### PROBLEM
Restate the data word for word and leave the images out.

### DATA SUPPLIED
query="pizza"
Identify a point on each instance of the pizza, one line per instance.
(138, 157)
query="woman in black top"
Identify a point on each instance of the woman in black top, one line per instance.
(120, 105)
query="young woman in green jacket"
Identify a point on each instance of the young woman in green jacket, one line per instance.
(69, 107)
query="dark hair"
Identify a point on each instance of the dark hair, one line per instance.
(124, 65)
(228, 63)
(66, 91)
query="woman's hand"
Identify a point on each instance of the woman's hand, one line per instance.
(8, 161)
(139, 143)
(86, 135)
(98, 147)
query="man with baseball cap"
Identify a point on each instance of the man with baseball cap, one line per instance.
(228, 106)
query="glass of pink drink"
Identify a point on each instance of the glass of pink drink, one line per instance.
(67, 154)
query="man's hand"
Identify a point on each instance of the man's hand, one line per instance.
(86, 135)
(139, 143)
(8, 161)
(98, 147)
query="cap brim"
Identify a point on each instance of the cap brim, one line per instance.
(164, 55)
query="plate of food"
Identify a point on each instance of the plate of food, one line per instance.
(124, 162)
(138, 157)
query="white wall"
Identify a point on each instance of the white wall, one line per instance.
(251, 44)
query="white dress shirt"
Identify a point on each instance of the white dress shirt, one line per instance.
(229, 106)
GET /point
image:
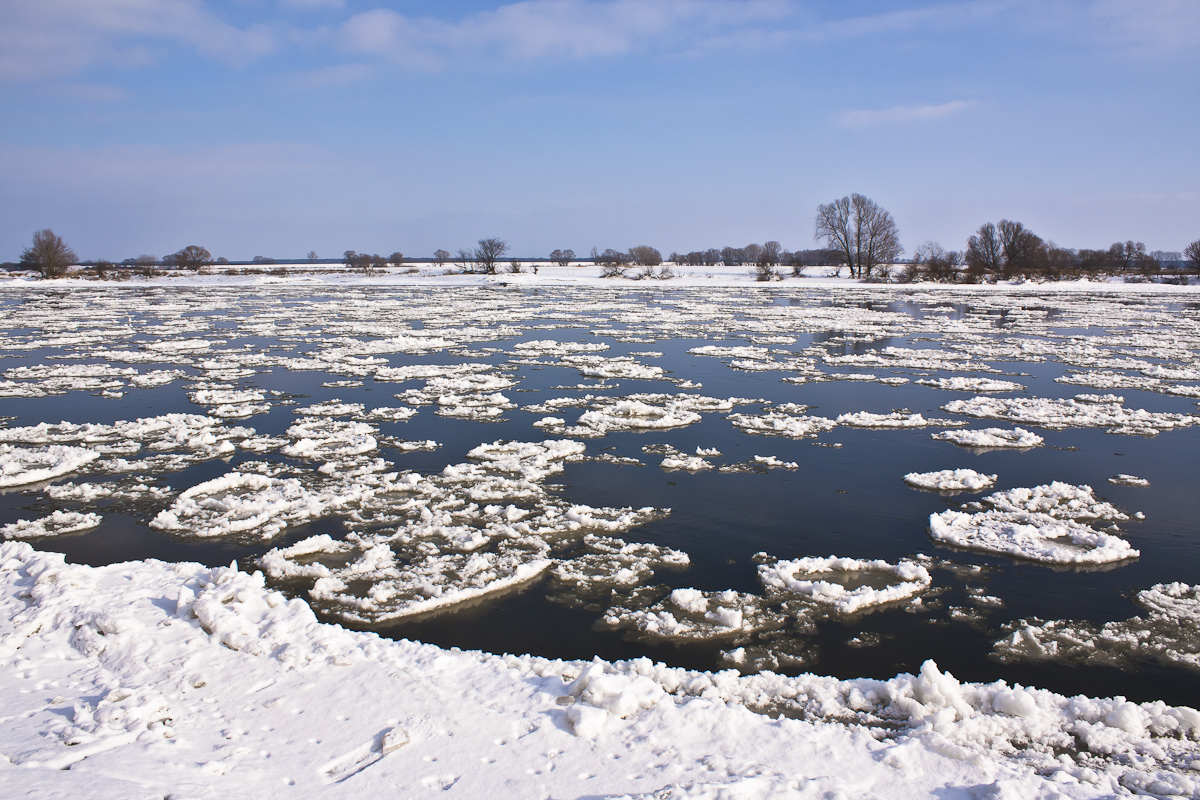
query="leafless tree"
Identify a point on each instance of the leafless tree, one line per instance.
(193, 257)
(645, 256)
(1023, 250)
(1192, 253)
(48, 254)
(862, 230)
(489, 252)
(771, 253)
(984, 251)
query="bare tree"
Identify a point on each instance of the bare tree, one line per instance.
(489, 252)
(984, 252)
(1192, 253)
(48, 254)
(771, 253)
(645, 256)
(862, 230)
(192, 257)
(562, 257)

### YOUR RESPONSE
query="pizza"
Identify a point on each instance of the pizza, one line per instance.
(138, 157)
query="woman in black top"
Identify a point on each instance of the woman in black top, one line per instance.
(120, 105)
query="young woman in green jacket"
Identify a point on each instance of the young woman in green jacket, one line per instance.
(69, 107)
query="dark hair"
Identify a point on each instance of the dark hair, one line per instance.
(124, 65)
(228, 63)
(66, 91)
query="woman's hand"
Identify a point on each instance of the woman's hand, one line per instance.
(8, 161)
(139, 143)
(86, 135)
(98, 147)
query="man with baseball cap"
Identify a point on each instance of the man with baseball cap, one line per instance.
(228, 106)
query="glass of pink drink"
Identify a point on each instance of the glass of pink drink, one line per instance.
(67, 154)
query="man's hand"
Identify a point on each instance of the man's hand, one line per instance.
(86, 135)
(139, 143)
(8, 161)
(98, 147)
query="cap brim"
Identify a point on each instance of the cap brim, one line per instance.
(164, 55)
query="plate of food"
Identify a point on each instance of the plate of food, one line per instance.
(124, 162)
(138, 157)
query="white wall"
Identify a point on each instance of the white wall, one line per instance.
(251, 44)
query="white dress shirt"
Identify a point on each instance of the white dress shirt, one line per instance.
(229, 106)
GET /point
image:
query="leafless tree"
Identify a point on each instance of the leafless tree, one line per instance.
(193, 257)
(645, 256)
(1023, 250)
(1192, 253)
(48, 254)
(862, 230)
(489, 252)
(771, 253)
(984, 251)
query="bare tree"
Identify a point on each instance of the bare tree, one line per instance.
(489, 252)
(984, 252)
(1192, 253)
(48, 254)
(771, 253)
(645, 256)
(862, 230)
(192, 257)
(562, 257)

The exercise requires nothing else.